→ **Task goal**
Extract the text of every entry below exactly; leave images out.
:::
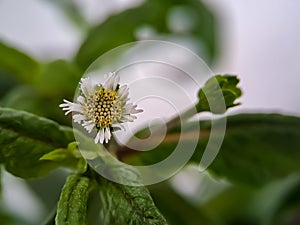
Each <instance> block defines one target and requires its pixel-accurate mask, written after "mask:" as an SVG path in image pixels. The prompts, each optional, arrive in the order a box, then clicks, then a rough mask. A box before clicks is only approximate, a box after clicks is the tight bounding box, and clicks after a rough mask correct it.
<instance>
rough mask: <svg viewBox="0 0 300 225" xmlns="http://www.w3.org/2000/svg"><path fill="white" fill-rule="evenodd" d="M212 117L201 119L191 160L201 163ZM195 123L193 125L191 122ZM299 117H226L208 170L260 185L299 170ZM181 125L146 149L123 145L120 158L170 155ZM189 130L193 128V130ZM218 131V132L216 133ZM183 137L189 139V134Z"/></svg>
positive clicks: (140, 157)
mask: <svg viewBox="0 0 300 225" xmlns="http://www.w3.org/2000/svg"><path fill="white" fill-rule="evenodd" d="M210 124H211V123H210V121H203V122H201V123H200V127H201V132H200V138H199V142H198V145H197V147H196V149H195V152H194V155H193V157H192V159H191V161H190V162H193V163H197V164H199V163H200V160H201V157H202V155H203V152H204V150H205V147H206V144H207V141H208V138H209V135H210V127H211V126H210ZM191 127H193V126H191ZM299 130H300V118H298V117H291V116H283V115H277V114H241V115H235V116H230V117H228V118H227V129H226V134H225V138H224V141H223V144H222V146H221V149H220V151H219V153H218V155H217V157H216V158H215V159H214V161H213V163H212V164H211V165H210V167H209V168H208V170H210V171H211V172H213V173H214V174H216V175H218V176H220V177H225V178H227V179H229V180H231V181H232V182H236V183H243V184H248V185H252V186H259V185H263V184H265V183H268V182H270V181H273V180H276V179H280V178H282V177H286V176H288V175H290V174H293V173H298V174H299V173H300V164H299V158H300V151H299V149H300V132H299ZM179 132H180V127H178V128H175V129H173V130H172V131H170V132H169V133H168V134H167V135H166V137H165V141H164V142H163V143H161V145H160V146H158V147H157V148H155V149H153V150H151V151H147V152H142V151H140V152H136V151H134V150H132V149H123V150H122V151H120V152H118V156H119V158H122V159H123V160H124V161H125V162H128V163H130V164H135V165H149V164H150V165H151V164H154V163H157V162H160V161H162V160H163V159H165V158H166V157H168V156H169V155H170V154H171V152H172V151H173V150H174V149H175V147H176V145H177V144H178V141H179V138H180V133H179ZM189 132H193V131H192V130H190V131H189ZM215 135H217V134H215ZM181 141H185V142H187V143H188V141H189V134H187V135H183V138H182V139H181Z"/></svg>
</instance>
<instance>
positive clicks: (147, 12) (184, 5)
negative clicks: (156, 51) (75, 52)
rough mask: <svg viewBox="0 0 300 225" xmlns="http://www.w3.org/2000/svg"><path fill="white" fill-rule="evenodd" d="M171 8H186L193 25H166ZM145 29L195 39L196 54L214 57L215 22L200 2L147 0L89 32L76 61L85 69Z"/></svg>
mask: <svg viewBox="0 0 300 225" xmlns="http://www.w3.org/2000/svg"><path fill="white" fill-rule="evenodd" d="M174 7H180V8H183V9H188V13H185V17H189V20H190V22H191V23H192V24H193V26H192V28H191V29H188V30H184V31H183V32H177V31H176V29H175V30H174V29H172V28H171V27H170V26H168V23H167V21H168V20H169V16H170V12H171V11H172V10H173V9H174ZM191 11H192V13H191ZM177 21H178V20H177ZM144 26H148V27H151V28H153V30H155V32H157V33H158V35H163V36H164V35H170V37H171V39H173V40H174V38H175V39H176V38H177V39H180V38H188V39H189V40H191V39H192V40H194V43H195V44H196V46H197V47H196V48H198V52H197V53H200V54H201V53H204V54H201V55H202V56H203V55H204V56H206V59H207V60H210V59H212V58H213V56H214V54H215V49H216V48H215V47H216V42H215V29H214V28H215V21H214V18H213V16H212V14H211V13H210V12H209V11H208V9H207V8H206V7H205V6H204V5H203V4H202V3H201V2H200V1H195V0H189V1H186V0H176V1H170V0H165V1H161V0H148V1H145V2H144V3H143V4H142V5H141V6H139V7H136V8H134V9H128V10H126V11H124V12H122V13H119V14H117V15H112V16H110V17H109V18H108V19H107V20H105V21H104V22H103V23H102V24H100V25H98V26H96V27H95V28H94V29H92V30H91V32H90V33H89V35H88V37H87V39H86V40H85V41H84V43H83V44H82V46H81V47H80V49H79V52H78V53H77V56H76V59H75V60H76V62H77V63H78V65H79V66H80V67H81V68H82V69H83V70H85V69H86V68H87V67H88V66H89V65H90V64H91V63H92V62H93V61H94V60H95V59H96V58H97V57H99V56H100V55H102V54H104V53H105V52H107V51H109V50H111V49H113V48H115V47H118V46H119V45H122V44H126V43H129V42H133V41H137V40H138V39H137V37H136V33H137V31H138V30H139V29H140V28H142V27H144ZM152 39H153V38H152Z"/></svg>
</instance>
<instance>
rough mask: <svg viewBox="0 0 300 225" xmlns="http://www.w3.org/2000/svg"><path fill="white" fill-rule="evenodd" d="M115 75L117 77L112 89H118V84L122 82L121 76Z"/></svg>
:::
→ **Exercise output**
Each <instance> block defines one target and requires its pixel-accurate mask, written after "mask:" as an SVG path in image pixels. The prompts, each optional, arrive in the order a box, then clicks, then a rough mask. A box before clicks is only approximate, a box after clicks is the tight bounding box, and clicks after a rough mask correct it.
<instance>
rough mask: <svg viewBox="0 0 300 225" xmlns="http://www.w3.org/2000/svg"><path fill="white" fill-rule="evenodd" d="M212 117L201 119L191 160L201 163ZM195 123L193 125L191 122ZM299 117H226L208 170L260 185L299 170ZM181 125L146 149L123 145L120 158L170 155ZM189 130L193 128V130ZM218 131V132L216 133ZM183 137L189 139V134Z"/></svg>
positive clicks: (140, 157)
mask: <svg viewBox="0 0 300 225" xmlns="http://www.w3.org/2000/svg"><path fill="white" fill-rule="evenodd" d="M210 124H211V123H210V121H203V122H201V123H200V127H201V132H200V138H199V142H198V145H197V147H196V149H195V152H194V155H193V157H192V159H191V161H190V162H193V163H197V164H199V163H200V160H201V157H202V155H203V152H204V150H205V147H206V144H207V141H208V138H209V135H210V127H211V126H210ZM191 127H193V126H191ZM299 130H300V118H298V117H291V116H283V115H277V114H241V115H235V116H230V117H228V118H227V129H226V134H225V138H224V141H223V144H222V146H221V149H220V151H219V153H218V155H217V157H216V158H215V159H214V161H213V163H212V164H211V165H210V167H209V168H208V170H210V171H211V172H213V173H214V174H216V175H218V176H220V177H225V178H227V179H229V180H231V181H232V182H236V183H243V184H248V185H252V186H259V185H263V184H265V183H268V182H270V181H273V180H276V179H280V178H282V177H286V176H288V175H290V174H293V173H298V174H299V173H300V164H299V158H300V151H299V149H300V132H299ZM179 132H180V127H178V128H175V129H173V130H172V131H170V132H169V133H168V134H167V135H166V137H165V141H164V142H163V143H161V145H160V146H158V147H157V148H155V149H153V150H151V151H147V152H142V151H140V152H136V151H134V150H132V149H123V150H122V151H120V152H118V156H119V158H122V159H123V160H124V161H125V162H128V163H130V164H135V165H149V164H150V165H151V164H154V163H157V162H160V161H162V160H163V159H165V158H166V157H168V156H169V155H170V154H171V152H172V151H173V150H174V149H175V147H176V145H177V144H178V141H179V138H180V133H179ZM189 132H193V131H192V130H190V131H189ZM215 135H217V134H215ZM181 141H185V142H187V143H188V141H189V134H187V135H183V138H182V139H181Z"/></svg>
</instance>
<instance>
positive clicks: (147, 12) (184, 5)
negative clicks: (156, 51) (75, 52)
rough mask: <svg viewBox="0 0 300 225" xmlns="http://www.w3.org/2000/svg"><path fill="white" fill-rule="evenodd" d="M171 8H186L193 25H166ZM145 29L195 39L196 54L214 57L215 22L200 2L147 0L89 32L76 61L85 69Z"/></svg>
mask: <svg viewBox="0 0 300 225" xmlns="http://www.w3.org/2000/svg"><path fill="white" fill-rule="evenodd" d="M174 7H180V8H183V9H188V13H185V17H189V20H190V22H191V23H192V24H193V26H192V28H191V29H188V30H184V31H183V32H177V31H176V29H175V30H174V29H172V28H171V27H170V26H168V23H167V21H168V20H169V16H170V12H171V11H172V10H173V9H174ZM191 11H192V13H191ZM177 21H178V20H177ZM144 26H148V27H151V28H153V30H155V32H157V33H158V35H163V36H164V35H170V37H171V39H173V40H174V38H175V39H176V38H177V39H180V38H188V39H189V40H191V39H192V40H194V43H195V44H196V46H197V47H196V48H198V52H197V53H200V54H201V53H204V54H201V55H202V56H203V55H204V56H206V59H207V60H210V59H212V58H213V56H214V54H215V49H216V48H215V47H216V42H215V29H214V28H215V21H214V18H213V16H212V14H211V13H210V12H209V11H208V9H207V8H206V7H205V6H204V5H203V4H202V3H201V2H200V1H195V0H189V1H186V0H176V1H170V0H165V1H161V0H148V1H145V2H144V3H143V4H142V5H141V6H139V7H136V8H134V9H128V10H126V11H124V12H122V13H119V14H117V15H112V16H110V17H109V18H108V19H107V20H105V21H104V22H103V23H102V24H100V25H98V26H96V27H95V28H94V29H92V30H91V32H90V33H89V35H88V37H87V39H86V40H85V41H84V43H83V44H82V46H81V47H80V49H79V52H78V53H77V56H76V59H75V60H76V62H77V63H78V65H79V66H80V67H81V68H82V69H83V70H85V69H86V68H87V67H88V66H89V65H90V64H91V63H92V62H93V61H94V60H95V59H96V58H97V57H99V56H100V55H102V54H104V53H105V52H107V51H109V50H111V49H113V48H115V47H118V46H119V45H122V44H126V43H129V42H133V41H137V40H138V39H137V37H136V33H137V31H138V30H139V29H140V28H142V27H144ZM152 39H153V38H152Z"/></svg>
</instance>
<instance>
rough mask: <svg viewBox="0 0 300 225" xmlns="http://www.w3.org/2000/svg"><path fill="white" fill-rule="evenodd" d="M115 75L117 77L112 89H118V84L122 82L121 76Z"/></svg>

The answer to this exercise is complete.